Pull out the forum thread about the Greenheat Trangia fuel and reproduce it in full, word for word.

=== Document extract ===

# New alternative Trangia fuel 'Greenheat'



## Brock (27 Apr 2008)

I've not come across this Greenheat stuff before, and not sure how good it is, but I'm thinking one could possibly be worth carrying as a backup for times when meths is scarce. Anyone tried them?

Rather unenlightening website for the company here:www.greenheat.co.za


----------



## vernon (27 Apr 2008)

Brock said:


> I've not come across this Greenheat stuff before, and not sure how good it is, but I'm thinking one could possibly be worth carrying as a backup for times when meths is scarce. Anyone tried them?
> 
> Rather unenlightening website for the company here:www.greenheat.co.za



It's an expensive way of carrying a spare bottle of meths 

I've not had any problems getting my hands on meths in the UK or in France. If I really desperate for a meths supply, I'd buy a bottle of rum and drink the surplus.....


----------



## Brock (27 Apr 2008)

Is it expensive? 3.99 for two tins, 2 hours burn time each.. Pretty sure I've been ripped off more for meths than that before. I've ordered some anyway, I'll throw one in the bottom of a pannier along with the cous cous emergency rations.
I think I'd feel safer using that to cook in the tent porch when rained in too, less chance of flaming spillage catastrophes I guess.

I do like the rum idea though, will keep that in mind.


----------



## Brains (28 Apr 2008)

=== Dataset excerpts ===

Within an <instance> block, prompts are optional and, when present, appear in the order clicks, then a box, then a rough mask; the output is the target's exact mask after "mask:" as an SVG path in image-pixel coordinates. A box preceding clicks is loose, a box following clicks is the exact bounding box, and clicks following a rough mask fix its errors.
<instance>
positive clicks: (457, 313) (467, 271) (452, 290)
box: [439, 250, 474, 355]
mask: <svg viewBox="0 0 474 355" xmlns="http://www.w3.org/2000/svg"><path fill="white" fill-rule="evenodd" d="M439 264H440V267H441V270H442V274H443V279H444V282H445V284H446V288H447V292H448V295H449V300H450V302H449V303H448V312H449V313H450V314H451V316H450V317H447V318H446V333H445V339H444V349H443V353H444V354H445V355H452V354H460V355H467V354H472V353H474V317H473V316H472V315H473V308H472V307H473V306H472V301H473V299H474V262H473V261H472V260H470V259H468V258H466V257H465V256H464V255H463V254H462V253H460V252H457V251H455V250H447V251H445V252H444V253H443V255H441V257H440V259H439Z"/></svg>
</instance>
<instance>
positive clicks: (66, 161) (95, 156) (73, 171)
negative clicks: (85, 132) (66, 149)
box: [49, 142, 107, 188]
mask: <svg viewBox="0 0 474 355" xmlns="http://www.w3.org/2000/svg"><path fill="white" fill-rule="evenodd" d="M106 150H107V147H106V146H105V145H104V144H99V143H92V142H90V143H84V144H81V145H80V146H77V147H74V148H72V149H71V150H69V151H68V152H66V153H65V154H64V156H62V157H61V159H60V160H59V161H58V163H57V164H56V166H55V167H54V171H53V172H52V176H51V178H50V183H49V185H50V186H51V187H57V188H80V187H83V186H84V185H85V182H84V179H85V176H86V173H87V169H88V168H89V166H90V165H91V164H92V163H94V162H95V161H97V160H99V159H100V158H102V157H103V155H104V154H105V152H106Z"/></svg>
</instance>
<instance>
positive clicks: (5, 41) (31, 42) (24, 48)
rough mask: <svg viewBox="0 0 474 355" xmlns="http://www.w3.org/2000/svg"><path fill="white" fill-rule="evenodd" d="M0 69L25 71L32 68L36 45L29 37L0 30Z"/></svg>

===

» **Task response**:
# New alternative Trangia fuel 'Greenheat'



## Brock (27 Apr 2008)

I've not come across this Greenheat stuff before, and not sure how good it is, but I'm thinking one could possibly be worth carrying as a backup for times when meths is scarce. Anyone tried them?

Rather unenlightening website for the company here:www.greenheat.co.za


----------



## vernon (27 Apr 2008)

Brock said:


> I've not come across this Greenheat stuff before, and not sure how good it is, but I'm thinking one could possibly be worth carrying as a backup for times when meths is scarce. Anyone tried them?
> 
> Rather unenlightening website for the company here:www.greenheat.co.za



It's an expensive way of carrying a spare bottle of meths 

I've not had any problems getting my hands on meths in the UK or in France. If I really desperate for a meths supply, I'd buy a bottle of rum and drink the surplus.....


----------



## Brock (27 Apr 2008)

Is it expensive? 3.99 for two tins, 2 hours burn time each.. Pretty sure I've been ripped off more for meths than that before. I've ordered some anyway, I'll throw one in the bottom of a pannier along with the cous cous emergency rations.
I think I'd feel safer using that to cook in the tent porch when rained in too, less chance of flaming spillage catastrophes I guess.

I do like the rum idea though, will keep that in mind.


----------



## Brains (28 Apr 2008)